**The data:**
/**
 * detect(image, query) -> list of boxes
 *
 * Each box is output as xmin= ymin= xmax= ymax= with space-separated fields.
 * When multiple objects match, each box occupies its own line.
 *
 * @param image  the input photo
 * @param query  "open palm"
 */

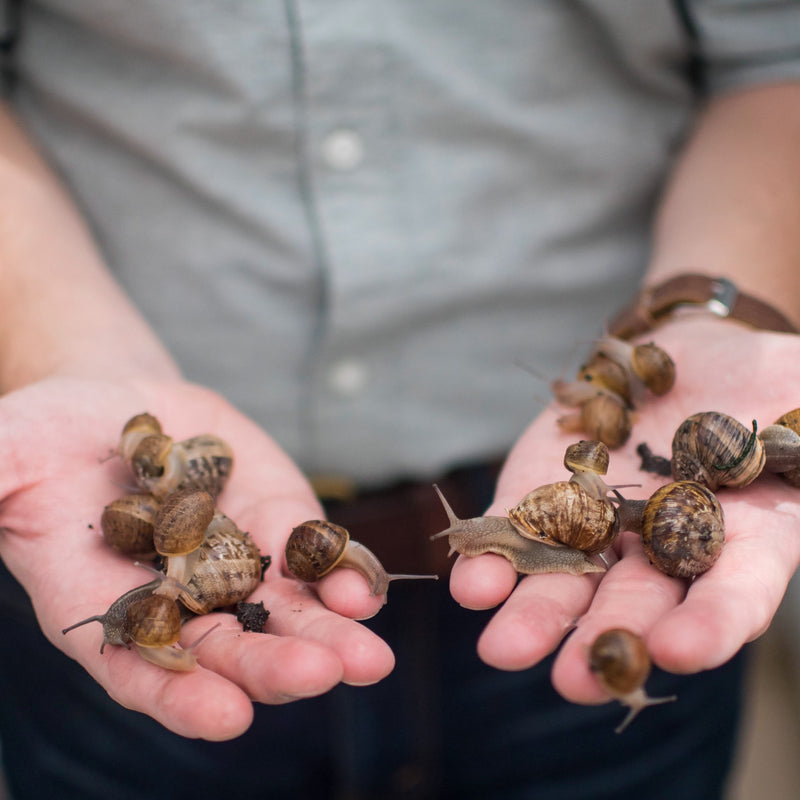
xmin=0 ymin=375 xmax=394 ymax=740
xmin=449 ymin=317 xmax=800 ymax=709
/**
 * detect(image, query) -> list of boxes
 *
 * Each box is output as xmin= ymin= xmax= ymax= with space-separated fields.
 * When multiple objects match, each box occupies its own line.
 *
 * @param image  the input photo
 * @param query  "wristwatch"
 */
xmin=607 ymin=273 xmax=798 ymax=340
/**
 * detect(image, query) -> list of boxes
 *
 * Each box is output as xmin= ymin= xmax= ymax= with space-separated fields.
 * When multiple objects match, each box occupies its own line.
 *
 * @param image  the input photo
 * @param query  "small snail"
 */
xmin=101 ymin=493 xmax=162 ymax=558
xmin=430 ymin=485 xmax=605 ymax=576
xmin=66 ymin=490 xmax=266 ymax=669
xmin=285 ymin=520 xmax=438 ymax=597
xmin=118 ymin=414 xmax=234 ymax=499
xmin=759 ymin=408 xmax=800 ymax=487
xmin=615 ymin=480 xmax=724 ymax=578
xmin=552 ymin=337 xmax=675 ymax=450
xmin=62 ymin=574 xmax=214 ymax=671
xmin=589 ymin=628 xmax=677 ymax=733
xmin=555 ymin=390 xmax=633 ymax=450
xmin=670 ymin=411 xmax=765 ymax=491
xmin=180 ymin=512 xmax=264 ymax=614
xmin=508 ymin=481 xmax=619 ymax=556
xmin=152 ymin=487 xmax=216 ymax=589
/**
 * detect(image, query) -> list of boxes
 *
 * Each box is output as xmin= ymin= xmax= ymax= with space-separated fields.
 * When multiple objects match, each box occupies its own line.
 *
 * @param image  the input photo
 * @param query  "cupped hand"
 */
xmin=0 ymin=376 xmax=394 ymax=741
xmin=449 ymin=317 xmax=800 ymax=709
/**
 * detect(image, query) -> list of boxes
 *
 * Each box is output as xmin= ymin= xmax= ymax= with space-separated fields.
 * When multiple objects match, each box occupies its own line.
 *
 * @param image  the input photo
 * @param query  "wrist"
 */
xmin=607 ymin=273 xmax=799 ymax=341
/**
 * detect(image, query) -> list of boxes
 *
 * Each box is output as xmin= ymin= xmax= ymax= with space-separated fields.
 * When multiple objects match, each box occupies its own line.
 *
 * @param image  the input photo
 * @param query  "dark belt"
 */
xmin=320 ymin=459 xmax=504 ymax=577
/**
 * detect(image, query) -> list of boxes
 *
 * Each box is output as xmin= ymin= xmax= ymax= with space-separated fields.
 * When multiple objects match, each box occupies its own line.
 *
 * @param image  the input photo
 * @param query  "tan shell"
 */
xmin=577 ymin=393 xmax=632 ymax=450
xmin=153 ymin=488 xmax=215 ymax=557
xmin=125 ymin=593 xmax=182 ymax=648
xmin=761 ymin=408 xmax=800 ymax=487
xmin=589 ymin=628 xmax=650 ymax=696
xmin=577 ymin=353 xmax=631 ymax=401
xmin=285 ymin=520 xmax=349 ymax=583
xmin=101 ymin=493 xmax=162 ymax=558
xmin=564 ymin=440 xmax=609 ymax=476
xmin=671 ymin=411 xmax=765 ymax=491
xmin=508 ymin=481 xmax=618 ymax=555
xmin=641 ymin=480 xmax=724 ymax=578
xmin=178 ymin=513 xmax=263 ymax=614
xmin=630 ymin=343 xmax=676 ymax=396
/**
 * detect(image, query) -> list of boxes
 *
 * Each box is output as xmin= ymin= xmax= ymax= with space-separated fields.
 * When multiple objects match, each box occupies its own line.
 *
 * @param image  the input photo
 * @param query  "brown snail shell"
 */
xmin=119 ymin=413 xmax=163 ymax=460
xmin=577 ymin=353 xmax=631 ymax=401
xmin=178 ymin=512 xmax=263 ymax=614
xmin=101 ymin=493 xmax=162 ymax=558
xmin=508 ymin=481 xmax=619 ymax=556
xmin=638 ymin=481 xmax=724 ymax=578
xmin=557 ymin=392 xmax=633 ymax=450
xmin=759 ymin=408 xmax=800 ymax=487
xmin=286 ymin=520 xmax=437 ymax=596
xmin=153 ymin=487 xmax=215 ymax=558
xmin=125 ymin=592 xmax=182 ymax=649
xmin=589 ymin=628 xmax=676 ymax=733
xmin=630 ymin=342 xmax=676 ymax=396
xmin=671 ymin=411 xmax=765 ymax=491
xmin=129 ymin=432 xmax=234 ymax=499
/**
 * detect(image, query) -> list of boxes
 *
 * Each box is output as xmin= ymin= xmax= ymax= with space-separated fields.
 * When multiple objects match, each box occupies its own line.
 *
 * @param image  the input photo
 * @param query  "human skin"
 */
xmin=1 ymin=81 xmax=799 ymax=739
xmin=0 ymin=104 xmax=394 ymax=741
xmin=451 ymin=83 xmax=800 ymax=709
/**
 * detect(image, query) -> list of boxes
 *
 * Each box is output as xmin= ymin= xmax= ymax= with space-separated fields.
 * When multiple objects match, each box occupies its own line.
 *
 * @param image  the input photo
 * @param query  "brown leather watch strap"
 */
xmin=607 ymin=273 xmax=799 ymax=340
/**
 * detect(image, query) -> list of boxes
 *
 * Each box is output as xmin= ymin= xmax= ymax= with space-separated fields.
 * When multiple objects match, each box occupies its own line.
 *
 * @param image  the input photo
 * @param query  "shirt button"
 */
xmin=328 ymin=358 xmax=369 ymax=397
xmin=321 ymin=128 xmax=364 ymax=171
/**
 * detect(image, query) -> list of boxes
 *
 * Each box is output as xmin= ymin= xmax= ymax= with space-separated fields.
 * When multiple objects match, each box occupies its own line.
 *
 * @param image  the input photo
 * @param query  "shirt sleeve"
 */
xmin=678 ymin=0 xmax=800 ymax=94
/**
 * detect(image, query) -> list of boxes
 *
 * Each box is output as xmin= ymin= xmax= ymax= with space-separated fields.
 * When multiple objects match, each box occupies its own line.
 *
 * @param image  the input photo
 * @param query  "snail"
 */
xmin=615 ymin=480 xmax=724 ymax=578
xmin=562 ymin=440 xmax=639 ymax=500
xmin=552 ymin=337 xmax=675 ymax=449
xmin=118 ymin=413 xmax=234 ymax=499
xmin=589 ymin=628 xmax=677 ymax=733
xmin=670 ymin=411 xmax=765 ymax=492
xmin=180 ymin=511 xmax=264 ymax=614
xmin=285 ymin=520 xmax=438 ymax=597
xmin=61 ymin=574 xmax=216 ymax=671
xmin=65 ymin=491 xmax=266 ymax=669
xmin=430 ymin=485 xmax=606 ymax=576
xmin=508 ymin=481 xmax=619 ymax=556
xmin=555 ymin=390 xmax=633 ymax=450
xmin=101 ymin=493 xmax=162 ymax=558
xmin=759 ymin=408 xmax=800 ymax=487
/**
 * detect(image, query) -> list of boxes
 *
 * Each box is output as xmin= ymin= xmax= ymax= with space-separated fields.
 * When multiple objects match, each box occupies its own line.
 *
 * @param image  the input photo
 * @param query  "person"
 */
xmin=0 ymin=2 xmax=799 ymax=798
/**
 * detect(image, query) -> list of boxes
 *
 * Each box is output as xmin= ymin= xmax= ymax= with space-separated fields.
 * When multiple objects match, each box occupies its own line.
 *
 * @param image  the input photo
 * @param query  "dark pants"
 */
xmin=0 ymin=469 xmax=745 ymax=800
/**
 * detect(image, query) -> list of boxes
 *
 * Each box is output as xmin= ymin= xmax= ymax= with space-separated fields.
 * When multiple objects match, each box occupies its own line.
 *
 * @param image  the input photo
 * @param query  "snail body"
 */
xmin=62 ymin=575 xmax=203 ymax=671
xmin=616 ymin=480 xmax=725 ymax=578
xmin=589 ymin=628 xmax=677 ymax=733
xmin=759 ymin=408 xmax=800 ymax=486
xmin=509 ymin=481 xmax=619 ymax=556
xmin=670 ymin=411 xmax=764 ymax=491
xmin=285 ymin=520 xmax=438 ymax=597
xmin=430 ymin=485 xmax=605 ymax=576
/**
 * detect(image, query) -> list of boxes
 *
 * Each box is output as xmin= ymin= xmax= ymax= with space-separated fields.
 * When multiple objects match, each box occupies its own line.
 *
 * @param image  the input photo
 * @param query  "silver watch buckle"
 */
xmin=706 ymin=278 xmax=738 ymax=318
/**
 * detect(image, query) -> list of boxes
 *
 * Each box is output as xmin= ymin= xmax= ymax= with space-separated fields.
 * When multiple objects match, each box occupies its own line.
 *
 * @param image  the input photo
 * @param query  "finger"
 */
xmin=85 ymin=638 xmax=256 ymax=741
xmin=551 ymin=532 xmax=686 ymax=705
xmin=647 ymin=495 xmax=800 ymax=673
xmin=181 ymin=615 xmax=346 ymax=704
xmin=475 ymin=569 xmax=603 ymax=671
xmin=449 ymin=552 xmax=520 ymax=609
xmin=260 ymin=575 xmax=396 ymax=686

**What you should do:** Among the records above, which lines hold the word "snail"? Copy each one.

**Answer space:**
 * @param query  "small snail"
 * @param query  "brown snail shell"
 * @param query  "snail"
 * @param query  "snail body"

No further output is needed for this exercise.